Task description
Scan the records for "verge". Report each line that includes it.

Point localization data
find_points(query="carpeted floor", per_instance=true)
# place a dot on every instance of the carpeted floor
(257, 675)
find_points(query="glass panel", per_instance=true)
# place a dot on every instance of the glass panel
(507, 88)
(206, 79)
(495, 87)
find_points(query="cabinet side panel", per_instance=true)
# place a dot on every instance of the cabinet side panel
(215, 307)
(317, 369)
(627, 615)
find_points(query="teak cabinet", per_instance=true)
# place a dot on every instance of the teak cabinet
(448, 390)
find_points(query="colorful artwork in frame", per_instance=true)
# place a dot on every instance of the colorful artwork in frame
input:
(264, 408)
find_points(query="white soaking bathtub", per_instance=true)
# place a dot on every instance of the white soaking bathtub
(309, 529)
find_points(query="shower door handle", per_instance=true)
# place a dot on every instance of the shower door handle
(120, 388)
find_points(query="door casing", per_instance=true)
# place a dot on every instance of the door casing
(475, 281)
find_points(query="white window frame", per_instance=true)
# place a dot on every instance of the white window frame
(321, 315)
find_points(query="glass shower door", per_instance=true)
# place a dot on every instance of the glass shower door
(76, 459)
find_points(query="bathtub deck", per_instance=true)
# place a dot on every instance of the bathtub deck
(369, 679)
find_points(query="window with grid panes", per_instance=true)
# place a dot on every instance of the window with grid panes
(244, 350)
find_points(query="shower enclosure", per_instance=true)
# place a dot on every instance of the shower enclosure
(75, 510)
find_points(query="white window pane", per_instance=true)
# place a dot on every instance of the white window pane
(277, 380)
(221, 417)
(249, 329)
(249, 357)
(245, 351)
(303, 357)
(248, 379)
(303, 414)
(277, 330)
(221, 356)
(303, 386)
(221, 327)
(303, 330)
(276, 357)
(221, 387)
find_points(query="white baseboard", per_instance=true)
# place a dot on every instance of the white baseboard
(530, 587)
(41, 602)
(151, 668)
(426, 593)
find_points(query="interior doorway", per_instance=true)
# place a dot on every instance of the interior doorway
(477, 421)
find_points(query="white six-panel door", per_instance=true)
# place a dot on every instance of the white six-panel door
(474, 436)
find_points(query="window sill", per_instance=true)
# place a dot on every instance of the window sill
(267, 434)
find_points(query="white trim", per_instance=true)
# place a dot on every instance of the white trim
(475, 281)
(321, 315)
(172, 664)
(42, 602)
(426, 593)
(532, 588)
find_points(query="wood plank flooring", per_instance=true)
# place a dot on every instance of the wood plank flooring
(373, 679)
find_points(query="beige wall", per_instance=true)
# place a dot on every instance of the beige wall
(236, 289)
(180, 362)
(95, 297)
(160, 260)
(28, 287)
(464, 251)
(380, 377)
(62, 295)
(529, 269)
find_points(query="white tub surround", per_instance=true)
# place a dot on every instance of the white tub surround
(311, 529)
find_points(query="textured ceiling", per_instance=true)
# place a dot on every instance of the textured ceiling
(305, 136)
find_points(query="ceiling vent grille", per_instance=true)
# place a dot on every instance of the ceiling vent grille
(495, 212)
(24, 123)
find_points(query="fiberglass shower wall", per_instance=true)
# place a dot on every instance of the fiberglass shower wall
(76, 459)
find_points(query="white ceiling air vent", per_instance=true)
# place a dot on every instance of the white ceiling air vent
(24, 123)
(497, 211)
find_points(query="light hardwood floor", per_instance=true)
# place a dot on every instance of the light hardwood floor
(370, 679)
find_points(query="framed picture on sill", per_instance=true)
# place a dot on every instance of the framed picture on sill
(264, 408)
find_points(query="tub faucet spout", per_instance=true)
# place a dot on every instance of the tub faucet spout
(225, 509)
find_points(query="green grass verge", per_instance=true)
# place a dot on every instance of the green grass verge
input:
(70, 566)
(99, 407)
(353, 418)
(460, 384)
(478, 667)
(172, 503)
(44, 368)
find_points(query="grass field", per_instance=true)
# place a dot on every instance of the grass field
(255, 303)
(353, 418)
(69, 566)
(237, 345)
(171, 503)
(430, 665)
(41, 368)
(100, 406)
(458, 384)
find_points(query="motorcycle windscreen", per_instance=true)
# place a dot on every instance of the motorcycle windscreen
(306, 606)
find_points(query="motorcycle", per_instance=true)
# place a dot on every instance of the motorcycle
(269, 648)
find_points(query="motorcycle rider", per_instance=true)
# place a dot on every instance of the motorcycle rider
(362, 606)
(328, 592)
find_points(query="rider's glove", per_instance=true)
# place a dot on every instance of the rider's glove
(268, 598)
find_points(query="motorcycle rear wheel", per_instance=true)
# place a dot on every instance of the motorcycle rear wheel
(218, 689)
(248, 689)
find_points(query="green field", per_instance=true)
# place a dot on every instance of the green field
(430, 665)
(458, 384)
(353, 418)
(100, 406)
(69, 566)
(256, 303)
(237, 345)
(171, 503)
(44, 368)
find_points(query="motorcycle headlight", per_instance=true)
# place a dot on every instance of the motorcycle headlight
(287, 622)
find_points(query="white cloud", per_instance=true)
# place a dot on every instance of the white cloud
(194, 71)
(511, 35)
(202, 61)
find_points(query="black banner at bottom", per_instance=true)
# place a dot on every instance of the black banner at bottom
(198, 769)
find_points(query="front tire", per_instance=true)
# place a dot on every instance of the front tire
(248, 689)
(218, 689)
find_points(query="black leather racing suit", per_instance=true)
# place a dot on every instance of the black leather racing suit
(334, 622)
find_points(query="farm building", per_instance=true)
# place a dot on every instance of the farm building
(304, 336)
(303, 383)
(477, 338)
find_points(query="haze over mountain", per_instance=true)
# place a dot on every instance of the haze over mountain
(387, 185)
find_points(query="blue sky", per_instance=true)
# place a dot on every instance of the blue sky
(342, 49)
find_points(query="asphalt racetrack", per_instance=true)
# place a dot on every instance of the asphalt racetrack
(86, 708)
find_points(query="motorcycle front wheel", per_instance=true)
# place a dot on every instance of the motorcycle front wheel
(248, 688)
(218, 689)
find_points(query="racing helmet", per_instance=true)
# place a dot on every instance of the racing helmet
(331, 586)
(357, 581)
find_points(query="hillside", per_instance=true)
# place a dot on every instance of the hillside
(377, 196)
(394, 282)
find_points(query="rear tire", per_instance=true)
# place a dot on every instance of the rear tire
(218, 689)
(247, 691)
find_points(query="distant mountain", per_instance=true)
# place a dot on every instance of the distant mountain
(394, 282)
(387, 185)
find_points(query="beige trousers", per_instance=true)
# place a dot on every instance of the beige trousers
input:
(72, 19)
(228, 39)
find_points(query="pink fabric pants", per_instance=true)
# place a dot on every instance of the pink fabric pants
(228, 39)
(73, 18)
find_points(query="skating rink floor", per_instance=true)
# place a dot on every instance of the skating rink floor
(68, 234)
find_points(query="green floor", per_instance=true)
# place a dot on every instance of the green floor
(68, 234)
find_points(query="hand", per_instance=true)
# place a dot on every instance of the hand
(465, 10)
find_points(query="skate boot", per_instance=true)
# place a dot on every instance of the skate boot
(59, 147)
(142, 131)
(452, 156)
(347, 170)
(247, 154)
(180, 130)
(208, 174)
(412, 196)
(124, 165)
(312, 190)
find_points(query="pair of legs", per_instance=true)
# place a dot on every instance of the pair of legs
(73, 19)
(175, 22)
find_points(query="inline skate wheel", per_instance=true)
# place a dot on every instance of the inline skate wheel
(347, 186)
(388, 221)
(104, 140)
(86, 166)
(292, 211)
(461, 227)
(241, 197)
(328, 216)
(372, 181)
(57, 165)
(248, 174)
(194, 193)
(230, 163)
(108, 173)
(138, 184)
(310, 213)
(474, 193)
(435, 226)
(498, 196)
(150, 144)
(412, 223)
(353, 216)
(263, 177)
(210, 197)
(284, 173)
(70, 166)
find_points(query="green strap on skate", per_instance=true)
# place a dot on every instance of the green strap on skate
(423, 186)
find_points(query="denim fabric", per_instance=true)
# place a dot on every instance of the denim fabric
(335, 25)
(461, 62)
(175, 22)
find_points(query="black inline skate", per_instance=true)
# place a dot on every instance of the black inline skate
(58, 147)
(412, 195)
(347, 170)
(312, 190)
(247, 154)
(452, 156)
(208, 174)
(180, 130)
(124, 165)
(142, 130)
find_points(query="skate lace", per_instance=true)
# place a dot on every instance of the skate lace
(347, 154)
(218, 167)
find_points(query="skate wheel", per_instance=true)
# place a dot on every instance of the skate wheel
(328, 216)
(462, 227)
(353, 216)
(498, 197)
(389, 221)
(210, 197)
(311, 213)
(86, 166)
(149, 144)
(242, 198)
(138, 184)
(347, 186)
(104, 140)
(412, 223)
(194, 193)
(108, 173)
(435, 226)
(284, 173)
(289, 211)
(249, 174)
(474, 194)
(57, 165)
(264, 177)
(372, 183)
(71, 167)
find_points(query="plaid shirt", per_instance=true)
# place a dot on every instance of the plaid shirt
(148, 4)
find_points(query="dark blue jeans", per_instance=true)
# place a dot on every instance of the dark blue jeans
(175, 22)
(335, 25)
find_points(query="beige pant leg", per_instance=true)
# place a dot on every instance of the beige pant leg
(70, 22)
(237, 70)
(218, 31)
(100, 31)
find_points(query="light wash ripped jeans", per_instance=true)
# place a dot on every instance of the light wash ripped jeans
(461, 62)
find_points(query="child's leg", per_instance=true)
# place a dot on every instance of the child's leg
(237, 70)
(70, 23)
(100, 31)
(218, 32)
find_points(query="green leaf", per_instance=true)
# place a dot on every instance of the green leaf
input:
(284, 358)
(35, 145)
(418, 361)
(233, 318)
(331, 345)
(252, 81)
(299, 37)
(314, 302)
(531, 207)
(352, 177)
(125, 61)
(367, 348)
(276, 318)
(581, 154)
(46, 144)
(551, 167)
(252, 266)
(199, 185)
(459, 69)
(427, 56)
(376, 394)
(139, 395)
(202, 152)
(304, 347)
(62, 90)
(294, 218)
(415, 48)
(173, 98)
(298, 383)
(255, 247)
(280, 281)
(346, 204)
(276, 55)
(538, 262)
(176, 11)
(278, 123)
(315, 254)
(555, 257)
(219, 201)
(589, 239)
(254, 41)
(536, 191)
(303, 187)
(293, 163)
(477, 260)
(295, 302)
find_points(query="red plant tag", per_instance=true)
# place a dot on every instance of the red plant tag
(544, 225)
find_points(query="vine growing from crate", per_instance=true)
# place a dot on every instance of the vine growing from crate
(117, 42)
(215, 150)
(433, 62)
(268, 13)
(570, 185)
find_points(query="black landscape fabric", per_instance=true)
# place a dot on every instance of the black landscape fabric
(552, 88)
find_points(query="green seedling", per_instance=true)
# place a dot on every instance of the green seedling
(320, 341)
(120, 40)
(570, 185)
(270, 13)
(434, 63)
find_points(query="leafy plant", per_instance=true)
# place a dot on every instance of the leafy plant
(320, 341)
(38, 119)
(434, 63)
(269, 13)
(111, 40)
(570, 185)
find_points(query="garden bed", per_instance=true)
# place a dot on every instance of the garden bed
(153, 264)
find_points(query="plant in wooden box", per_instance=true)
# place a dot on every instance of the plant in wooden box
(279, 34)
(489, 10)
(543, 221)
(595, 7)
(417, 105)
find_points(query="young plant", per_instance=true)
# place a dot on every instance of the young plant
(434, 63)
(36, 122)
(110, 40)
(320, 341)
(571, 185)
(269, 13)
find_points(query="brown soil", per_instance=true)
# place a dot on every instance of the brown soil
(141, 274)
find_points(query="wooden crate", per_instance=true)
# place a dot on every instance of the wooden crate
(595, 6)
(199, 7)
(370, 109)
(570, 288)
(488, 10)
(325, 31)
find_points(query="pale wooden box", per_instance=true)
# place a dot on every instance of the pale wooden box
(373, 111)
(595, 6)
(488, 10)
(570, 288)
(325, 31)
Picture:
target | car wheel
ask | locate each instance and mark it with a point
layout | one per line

Task result
find_points(query="green grass verge", per_instance=true)
# place a dot on every instance of the green grass verge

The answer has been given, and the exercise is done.